• Brief
Switch each "thickest part" in the lines below to "widest part" and write all the lines out again with nothing else changed. Leave out the pictures.
%%
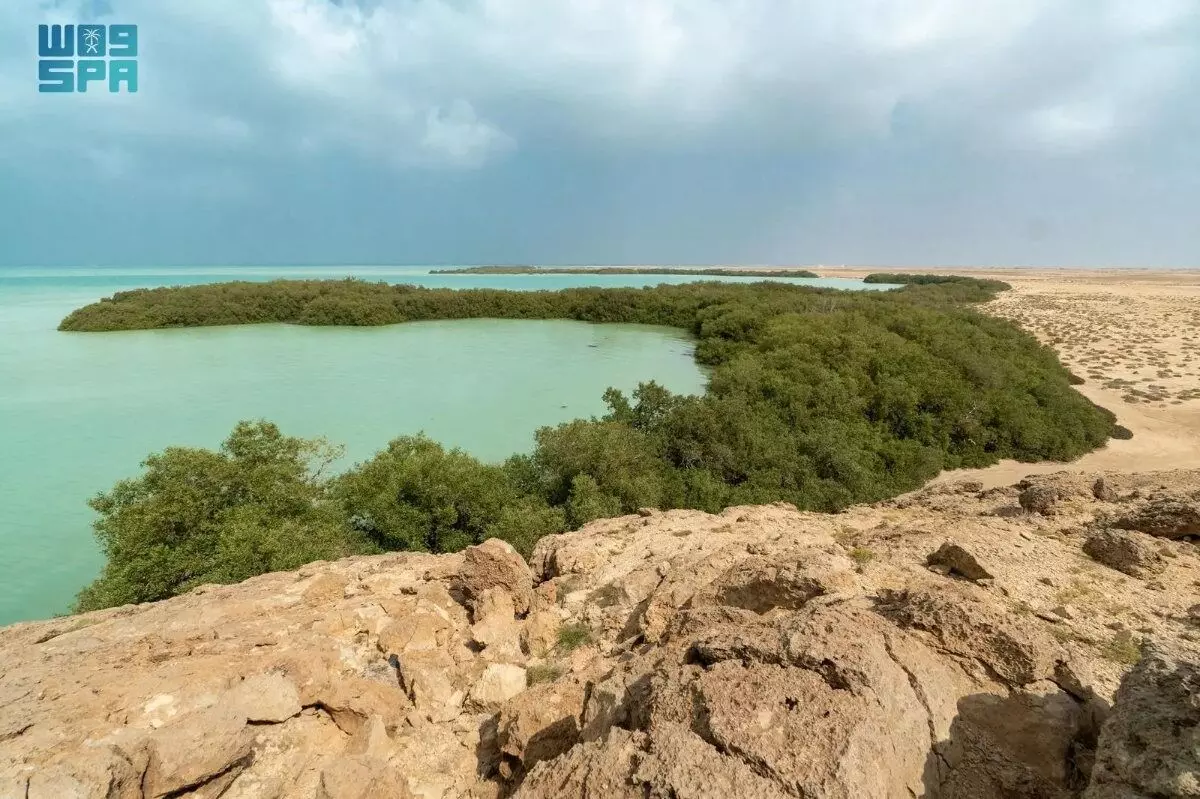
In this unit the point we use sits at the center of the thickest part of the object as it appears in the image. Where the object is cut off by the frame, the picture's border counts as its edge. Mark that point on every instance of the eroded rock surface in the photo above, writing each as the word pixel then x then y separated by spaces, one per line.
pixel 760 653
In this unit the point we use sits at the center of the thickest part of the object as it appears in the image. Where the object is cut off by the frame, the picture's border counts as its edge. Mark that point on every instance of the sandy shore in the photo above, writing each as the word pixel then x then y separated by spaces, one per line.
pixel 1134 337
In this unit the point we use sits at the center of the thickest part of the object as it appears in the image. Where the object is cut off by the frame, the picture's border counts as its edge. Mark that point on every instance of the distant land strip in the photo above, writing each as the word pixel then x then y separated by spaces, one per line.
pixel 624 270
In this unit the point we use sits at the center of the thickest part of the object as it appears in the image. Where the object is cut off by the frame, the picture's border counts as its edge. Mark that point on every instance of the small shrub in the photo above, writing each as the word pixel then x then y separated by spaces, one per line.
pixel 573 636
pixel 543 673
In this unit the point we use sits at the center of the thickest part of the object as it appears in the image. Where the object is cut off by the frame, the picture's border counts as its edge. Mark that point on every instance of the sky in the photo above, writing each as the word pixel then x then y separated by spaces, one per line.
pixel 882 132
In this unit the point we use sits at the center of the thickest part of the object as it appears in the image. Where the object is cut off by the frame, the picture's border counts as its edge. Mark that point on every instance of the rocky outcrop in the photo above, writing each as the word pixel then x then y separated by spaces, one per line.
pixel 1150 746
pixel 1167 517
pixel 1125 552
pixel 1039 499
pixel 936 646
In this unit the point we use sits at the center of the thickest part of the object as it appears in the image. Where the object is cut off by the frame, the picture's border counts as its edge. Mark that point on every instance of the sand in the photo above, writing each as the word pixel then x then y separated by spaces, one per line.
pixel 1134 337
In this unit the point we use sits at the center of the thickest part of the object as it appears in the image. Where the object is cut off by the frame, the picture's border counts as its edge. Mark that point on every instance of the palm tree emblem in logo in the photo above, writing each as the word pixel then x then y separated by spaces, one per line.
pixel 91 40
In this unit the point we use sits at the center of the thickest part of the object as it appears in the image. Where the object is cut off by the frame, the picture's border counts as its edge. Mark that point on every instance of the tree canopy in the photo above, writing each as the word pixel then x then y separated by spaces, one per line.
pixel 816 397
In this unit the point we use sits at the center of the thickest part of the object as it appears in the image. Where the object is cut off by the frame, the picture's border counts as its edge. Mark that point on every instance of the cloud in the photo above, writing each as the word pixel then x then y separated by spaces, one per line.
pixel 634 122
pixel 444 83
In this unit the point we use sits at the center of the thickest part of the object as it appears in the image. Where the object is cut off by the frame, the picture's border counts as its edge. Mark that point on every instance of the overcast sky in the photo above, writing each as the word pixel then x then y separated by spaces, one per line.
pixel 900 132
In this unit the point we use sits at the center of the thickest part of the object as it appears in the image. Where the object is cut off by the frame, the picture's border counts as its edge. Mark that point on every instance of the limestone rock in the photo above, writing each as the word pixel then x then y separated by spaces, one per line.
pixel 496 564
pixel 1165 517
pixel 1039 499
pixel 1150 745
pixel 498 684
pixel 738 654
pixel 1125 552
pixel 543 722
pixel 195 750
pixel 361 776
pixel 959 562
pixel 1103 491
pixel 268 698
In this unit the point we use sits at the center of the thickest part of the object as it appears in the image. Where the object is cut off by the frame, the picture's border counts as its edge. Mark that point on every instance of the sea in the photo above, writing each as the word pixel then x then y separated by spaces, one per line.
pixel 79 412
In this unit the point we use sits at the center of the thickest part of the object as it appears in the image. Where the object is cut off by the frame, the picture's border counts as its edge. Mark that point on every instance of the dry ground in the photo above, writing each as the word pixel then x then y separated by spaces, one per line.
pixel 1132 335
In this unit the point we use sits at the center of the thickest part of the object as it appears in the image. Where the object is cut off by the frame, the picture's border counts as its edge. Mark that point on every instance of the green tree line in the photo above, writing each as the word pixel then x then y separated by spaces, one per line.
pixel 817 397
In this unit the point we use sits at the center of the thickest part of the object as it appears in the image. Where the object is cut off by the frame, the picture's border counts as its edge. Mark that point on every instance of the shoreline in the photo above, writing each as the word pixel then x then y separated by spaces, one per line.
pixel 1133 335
%%
• Answer below
In this unit the point we use sits at the center of the widest part of the object as it appears in the image. Where the object is cut off by the frame, the picture's border counts as its edge. Mark that point on every instance of the eroded rock surface in the photo above, writing each as the word pixel then x then y separated by spaces, one per line.
pixel 760 653
In this unit the point we use sits at the center of the widest part of the object as it appears in the image. Where the object is cut off by the frame, the picture's border counts as its edge. Mark that point on every instance of the sandy shore in the photo above, writing each as the word pixel then x then y separated by spaces, one per line.
pixel 1134 337
In this unit the point we use sits at the center of the widest part of the object as it appears in the image. Where the object is cut off by the frame, the picture's border counts as its edge. Mark that point on every instance of the distant land strip in the photo above, writing each as the word pixel then x then y separated by spaces, one per line.
pixel 624 270
In this unit the point we use sits at the center of the widest part of the object as it appears in the image. Where the object is cut off by the frame, the picture's border counts as its edge. Mark that point on every instance of the small shrub in the photo above, writing each as the word pixel then x then y separated by spaces, one per line.
pixel 573 636
pixel 543 673
In this unit the point we use sits at the center of the widest part of the object as it appears in the image. Where the object is cut off by the frame, the picture's border counts as its edge. Mark that point on every instance of the sky in the photo above, writing each as the word pixel then x then y separated by spaces, one per line.
pixel 882 132
In this unit the point we use sits at the center of the widest part of the object as it appears in the image. Where the object is cut off by the frame, the picture's border counts as its edge. Mark that point on every instance of the rocky outcrop in the photo above, writing each as the word pixel then x then y separated by spaces, one per line.
pixel 1150 746
pixel 1167 517
pixel 1125 552
pixel 1039 499
pixel 936 646
In this unit the point we use sits at the center of the widest part of the object as it appears in the image. Where the object is cut off by the frame, the picture's border counts as its edge. Mark that point on every instance of the sand in the photo above, writing each as the word pixel then x then y separated by spaces, one per line.
pixel 1134 337
In this unit the point we use sits at the center of the widest part of the object as it appears in the image. Where the object is cut off by the frame, the picture's border counts as its edge. Mark that point on every instance of the palm tree emblem in logo in the photo above, writing each as the word pixel then x then y separated by spaces, one per line.
pixel 91 40
In this unit the point we use sits at the center of the widest part of the object as it appears in the image. Where the object is cut off by the frame, the picture's border counts as its edge. Mark that point on every instance of the tree canopy in the photo above, writing each as the word pixel then x then y separated by spaces, one per line.
pixel 816 397
In this unit the point we use sits at the center of the widest part of the object as it appears in the image. Where the object is cut off by the frame, the picture's border counts as its edge. Mark that point on every instance of the cloud in the photo above, writing each as the word pixel then x then y separated by spaces, one per line.
pixel 634 122
pixel 444 83
In this unit the point we use sits at the center of the widest part of the object as it appears in the image. Where the object is cut off by the frame, the picture's border counts as its edge. Mark that point on every instance of the overcast sky in the photo above, writing each as the word pixel then x then y separated by spaces, one per line.
pixel 900 132
In this unit the point we use sits at the center of the widest part of the object as it appears in the image. Where the object is cut off by the frame, the picture's border counts as its edge. Mark that point on every instance of the limestone rock in the photo above, writing each as the word pixel then x then y separated by spaces, one per line.
pixel 496 564
pixel 1165 517
pixel 1039 499
pixel 1150 745
pixel 498 684
pixel 738 654
pixel 1125 552
pixel 543 722
pixel 195 750
pixel 361 776
pixel 959 562
pixel 1103 491
pixel 268 698
In this unit the point we use sits at the center of the widest part of the object as it appears in the image. Where the object is cut off by the frame, the picture's border counts as its edge. Mark that point on every instance of the sea in the photo above, writing each as the word pixel then x then y separated by spaces, one per line.
pixel 79 412
In this unit the point we use sits at the center of the widest part of the object as it appears in the image. Where the object is cut off by the frame, the picture's border counts as its edge. Mark that point on every instance of the dry ground in the photo above, writing each as the word pixel then x then y separated by spaces, one per line.
pixel 1132 335
In this unit the point we use sits at the center of the widest part of the object as it appears in the image. Where the object is cut off by the frame, the picture's border counts as its edge. Mark that point on every instance of the green tree line in the photo above, writing each as the word pixel then x then y separated by spaces, one per line.
pixel 817 397
In this unit the point we use sits at the center of the widest part of the object as it appears in the image. Where the object is cut off by the frame, the picture's border counts as its edge. Mark that point on every instance of the shoreline in the photo above, writing each as the word pixel then x then y separated by spaces, one per line.
pixel 1133 335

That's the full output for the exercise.